## Description of the task
Whenever a line in the records below contains "first", pick it out.

(Collected data entries)
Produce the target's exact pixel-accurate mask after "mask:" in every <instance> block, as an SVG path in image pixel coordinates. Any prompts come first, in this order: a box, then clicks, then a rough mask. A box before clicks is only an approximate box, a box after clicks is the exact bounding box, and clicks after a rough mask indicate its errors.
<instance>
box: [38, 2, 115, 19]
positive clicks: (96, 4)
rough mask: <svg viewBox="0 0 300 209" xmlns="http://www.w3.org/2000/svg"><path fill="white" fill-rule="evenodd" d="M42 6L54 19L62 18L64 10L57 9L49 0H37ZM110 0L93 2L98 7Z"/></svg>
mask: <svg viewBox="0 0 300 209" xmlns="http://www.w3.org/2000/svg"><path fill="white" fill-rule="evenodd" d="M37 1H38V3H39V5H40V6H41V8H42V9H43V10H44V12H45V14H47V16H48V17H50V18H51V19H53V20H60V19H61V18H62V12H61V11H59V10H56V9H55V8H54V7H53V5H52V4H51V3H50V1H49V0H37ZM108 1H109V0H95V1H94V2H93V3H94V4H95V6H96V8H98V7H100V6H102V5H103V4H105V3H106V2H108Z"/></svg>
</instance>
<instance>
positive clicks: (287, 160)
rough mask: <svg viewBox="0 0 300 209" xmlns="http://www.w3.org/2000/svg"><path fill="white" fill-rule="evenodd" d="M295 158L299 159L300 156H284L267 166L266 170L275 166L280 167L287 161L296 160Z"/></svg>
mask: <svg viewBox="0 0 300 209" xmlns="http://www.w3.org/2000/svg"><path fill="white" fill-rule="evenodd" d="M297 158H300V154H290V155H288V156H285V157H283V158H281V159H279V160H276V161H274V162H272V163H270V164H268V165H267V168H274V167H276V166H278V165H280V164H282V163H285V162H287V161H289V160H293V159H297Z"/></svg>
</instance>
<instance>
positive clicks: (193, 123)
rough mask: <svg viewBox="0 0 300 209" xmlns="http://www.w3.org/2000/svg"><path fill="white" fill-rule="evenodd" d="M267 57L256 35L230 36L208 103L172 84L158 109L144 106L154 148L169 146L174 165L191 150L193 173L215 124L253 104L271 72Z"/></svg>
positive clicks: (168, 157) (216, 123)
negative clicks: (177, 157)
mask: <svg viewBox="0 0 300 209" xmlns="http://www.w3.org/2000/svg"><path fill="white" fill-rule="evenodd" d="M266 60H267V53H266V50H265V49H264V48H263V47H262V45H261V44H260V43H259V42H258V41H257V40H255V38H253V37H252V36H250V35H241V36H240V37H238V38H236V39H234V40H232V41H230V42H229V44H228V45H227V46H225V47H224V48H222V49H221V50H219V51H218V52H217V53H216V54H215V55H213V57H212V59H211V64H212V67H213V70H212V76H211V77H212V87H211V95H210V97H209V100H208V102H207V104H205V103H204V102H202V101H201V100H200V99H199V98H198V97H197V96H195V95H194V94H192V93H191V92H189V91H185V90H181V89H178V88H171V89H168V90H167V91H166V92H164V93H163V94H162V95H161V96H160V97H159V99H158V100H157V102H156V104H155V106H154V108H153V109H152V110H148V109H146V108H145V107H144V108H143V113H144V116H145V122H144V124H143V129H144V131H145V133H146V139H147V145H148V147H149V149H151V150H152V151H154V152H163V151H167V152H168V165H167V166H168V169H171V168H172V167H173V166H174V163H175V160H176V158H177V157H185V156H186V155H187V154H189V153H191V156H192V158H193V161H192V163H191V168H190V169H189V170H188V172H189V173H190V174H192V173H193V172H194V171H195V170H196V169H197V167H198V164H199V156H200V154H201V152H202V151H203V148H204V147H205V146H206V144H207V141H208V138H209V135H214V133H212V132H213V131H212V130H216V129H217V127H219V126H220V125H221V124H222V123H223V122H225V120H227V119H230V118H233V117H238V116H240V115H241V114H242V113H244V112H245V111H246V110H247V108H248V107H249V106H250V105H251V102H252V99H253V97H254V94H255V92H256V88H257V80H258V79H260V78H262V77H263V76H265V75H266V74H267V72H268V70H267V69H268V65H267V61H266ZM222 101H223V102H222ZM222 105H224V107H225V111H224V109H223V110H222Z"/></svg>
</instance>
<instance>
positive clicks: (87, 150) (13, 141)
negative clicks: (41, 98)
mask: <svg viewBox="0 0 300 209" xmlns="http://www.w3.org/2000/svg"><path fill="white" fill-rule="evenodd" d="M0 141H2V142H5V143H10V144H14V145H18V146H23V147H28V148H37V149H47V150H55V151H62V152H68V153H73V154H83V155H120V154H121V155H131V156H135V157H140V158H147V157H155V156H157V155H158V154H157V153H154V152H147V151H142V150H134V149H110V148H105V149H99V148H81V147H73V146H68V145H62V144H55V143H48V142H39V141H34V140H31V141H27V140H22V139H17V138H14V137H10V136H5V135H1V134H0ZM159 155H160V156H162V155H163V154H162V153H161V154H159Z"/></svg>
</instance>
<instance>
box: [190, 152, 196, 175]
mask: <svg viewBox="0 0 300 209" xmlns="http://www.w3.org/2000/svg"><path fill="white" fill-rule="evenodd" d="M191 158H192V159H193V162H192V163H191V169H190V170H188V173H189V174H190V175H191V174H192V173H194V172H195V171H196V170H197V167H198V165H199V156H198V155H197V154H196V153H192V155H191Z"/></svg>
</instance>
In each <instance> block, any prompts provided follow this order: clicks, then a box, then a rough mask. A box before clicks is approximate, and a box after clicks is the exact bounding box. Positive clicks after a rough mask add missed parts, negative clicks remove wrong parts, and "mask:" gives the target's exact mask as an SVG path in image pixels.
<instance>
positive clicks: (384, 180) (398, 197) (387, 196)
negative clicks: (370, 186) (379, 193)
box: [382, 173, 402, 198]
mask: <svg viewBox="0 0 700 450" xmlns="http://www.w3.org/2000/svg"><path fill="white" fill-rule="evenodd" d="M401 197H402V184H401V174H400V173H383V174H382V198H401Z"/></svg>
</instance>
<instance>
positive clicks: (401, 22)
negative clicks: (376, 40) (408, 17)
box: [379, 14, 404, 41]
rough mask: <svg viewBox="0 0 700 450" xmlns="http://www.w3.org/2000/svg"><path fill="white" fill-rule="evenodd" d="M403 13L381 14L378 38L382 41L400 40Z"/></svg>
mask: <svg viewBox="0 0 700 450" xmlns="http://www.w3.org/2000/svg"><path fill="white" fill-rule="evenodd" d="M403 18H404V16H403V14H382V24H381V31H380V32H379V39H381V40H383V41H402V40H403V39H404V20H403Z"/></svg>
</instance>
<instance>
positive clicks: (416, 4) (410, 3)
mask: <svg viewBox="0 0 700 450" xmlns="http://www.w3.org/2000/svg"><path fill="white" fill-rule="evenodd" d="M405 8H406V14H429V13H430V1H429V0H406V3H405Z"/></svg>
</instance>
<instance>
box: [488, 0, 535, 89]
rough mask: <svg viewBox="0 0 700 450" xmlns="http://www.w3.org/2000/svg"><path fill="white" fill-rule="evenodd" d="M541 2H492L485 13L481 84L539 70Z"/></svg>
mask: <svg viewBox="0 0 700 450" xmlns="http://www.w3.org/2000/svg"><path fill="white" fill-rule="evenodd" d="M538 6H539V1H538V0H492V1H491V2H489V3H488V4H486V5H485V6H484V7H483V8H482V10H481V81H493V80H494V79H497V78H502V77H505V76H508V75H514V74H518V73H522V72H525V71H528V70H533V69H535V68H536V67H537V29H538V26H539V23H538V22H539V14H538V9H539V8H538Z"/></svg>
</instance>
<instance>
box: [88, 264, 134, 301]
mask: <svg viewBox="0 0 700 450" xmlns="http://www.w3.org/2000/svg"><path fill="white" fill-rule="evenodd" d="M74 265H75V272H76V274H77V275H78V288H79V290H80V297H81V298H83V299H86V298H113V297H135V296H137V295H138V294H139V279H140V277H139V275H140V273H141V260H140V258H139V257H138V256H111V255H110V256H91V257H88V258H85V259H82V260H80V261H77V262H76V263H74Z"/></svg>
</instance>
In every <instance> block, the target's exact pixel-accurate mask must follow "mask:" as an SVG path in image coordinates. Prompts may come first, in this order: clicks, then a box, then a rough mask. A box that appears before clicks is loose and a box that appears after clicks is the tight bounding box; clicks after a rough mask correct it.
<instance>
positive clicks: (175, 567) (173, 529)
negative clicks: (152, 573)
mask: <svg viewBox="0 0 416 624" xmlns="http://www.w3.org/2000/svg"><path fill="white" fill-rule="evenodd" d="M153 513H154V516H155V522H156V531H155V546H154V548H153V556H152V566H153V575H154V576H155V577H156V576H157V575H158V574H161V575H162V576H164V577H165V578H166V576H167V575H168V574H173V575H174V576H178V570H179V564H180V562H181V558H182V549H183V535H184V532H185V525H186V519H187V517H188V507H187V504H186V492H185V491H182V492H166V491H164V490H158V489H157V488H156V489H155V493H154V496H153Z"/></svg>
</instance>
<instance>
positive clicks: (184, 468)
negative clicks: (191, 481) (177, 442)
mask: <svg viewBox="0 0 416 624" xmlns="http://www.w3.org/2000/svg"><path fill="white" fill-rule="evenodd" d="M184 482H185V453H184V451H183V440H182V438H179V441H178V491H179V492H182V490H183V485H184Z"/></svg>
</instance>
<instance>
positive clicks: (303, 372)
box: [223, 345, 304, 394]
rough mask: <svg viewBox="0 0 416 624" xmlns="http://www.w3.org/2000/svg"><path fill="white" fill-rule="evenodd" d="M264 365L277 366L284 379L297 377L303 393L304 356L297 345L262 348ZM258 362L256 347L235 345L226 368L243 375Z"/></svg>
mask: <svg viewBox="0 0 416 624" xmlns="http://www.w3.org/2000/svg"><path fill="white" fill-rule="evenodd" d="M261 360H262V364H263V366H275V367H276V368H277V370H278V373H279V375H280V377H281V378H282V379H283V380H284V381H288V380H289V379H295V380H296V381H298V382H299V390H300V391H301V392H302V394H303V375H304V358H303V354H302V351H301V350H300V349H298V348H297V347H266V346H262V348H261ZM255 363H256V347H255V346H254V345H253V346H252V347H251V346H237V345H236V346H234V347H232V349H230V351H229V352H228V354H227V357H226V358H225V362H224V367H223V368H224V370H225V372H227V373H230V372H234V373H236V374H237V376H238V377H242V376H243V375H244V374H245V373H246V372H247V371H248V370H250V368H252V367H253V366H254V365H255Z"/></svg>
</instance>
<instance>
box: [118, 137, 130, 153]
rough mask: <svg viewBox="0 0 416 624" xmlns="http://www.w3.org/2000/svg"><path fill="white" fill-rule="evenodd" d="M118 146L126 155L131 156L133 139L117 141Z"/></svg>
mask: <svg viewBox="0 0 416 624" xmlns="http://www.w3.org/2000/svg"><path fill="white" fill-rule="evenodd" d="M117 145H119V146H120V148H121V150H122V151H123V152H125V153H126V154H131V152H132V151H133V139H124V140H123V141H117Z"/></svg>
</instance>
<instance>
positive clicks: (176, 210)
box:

## Written solution
Produce the target's exact pixel-accurate mask after "mask:" in every <instance> block, as an SVG path in image pixel coordinates. Any prompts come first, in this order: a box, then clicks, then a rough mask. A box before clicks is only an approximate box, a box after clicks is the exact bounding box, and clicks after a rough mask indicate its errors.
In every <instance> block, the target's exact pixel-accurate mask must follow "mask:" as an SVG path in image coordinates. Prompts may come first, in this order: clicks, then a box, then a rough mask. A box that appears before clicks is loose and a box that appears after clicks is the tight bounding box; clicks after a rough mask correct it.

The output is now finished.